• _YOUR OBJECTIVE_
A single figure is wanted: the count of lines below containing the string "order".

[Stored records]
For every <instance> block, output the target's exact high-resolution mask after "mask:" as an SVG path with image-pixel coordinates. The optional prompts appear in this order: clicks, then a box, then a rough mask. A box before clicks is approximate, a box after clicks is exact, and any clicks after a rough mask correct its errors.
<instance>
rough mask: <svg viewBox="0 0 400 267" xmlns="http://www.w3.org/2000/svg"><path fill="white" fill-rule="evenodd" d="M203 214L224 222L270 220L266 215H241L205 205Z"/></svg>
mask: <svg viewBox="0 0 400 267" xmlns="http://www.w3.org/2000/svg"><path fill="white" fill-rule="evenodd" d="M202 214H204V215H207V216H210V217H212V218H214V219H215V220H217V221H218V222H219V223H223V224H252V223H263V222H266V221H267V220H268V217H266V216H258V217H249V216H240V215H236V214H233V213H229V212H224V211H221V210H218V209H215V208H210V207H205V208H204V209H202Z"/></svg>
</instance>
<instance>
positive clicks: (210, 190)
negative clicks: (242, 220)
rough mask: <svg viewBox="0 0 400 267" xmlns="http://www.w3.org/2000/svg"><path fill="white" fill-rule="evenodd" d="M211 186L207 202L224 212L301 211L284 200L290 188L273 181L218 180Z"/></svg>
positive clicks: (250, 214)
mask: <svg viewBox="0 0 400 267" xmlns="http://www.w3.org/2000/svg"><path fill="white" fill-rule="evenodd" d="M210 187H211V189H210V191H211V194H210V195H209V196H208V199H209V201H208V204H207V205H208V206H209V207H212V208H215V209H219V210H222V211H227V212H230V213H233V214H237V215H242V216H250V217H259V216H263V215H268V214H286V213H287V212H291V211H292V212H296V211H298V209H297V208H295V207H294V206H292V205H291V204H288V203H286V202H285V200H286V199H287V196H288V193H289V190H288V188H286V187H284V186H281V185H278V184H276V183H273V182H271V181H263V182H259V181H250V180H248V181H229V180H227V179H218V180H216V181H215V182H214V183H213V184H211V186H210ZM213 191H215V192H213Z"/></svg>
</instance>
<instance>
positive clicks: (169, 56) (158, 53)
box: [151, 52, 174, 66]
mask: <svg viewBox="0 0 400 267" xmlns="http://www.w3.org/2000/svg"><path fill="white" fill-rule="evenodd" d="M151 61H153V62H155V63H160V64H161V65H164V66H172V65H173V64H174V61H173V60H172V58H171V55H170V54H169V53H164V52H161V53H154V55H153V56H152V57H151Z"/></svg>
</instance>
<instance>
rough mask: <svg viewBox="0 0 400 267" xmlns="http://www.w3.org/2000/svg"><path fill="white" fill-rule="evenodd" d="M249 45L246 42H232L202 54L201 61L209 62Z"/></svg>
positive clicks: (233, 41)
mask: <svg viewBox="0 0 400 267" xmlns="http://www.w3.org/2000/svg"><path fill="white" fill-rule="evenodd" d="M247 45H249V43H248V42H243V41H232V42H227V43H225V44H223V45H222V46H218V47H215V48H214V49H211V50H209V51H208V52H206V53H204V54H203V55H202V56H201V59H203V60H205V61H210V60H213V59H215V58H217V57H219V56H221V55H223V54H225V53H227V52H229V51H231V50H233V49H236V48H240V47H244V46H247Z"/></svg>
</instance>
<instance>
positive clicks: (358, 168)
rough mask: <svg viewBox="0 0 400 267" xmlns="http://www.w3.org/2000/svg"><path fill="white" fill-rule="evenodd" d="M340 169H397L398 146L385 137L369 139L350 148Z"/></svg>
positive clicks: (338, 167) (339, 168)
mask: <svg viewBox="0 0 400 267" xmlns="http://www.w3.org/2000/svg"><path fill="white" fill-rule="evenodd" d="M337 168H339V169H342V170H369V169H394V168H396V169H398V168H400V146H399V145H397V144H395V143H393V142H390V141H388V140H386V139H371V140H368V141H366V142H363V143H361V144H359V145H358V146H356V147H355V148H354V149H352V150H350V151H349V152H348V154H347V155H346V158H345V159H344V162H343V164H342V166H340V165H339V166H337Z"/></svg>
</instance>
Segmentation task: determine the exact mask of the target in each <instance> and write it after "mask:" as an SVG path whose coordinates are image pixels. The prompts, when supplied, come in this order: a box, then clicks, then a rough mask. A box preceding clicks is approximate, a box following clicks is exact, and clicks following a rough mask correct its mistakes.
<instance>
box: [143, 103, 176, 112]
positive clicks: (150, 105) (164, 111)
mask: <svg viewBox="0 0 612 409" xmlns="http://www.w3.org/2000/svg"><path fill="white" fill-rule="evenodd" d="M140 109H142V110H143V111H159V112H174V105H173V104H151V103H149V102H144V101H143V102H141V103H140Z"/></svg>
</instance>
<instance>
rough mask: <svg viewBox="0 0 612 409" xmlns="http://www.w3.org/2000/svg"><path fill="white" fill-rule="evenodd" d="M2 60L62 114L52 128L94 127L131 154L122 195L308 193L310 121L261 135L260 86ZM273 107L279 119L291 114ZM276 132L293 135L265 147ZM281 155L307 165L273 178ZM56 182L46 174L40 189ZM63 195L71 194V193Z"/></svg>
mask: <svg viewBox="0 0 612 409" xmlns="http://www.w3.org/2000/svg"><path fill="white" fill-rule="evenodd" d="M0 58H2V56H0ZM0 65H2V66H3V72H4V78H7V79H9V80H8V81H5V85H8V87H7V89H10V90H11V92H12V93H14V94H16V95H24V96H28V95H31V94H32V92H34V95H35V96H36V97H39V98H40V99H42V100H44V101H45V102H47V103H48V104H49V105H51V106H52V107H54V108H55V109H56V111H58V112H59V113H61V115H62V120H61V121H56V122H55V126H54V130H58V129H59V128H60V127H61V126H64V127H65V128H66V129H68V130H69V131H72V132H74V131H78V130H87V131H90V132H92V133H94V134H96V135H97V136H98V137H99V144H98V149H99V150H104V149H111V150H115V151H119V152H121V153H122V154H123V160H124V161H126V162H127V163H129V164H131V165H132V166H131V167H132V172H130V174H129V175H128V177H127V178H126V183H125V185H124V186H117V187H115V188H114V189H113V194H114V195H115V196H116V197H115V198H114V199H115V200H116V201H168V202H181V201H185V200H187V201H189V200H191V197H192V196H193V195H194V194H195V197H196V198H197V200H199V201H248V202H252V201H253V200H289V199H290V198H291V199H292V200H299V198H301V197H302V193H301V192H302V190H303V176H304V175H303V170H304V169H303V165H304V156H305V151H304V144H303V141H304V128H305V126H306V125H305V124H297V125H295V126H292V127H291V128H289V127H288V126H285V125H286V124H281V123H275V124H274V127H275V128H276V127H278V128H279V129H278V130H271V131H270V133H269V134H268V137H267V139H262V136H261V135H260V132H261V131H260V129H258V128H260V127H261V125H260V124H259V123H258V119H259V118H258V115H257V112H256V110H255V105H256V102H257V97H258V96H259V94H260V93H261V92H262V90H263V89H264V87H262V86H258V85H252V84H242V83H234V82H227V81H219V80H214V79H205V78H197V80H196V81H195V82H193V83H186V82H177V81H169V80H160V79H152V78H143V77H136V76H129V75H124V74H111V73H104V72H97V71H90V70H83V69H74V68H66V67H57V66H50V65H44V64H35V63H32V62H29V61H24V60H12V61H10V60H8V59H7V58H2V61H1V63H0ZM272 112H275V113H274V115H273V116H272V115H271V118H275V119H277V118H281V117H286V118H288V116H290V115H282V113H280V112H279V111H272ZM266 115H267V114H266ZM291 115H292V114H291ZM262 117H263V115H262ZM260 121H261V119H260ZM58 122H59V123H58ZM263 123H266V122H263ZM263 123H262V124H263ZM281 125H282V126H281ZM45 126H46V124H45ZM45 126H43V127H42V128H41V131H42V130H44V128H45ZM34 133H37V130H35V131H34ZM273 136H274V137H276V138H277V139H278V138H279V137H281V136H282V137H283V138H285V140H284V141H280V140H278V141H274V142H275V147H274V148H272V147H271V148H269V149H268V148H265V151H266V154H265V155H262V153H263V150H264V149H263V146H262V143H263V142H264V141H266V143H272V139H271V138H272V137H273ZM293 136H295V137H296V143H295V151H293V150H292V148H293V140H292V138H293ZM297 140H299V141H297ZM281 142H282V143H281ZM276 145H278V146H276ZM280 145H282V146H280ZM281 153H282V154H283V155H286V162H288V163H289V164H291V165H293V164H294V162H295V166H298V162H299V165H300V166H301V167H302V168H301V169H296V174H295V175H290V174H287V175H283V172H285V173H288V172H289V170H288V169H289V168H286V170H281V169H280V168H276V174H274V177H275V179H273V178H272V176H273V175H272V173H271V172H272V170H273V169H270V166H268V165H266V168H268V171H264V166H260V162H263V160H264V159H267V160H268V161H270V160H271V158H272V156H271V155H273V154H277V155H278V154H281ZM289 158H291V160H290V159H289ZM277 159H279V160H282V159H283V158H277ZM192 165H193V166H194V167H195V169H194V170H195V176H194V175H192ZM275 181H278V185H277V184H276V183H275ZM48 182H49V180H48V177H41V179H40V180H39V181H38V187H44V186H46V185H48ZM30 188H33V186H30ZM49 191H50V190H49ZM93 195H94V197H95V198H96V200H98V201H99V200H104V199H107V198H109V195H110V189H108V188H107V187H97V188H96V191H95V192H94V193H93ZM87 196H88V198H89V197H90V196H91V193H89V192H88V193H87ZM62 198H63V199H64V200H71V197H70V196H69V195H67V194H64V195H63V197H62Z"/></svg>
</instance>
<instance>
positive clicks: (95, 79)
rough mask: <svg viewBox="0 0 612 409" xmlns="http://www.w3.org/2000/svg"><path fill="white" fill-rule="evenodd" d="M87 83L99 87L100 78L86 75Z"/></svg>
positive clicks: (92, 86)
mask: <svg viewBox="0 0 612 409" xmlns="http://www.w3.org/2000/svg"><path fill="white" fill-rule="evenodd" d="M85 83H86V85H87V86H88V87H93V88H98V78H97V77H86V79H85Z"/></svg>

• _TASK ANSWER_
2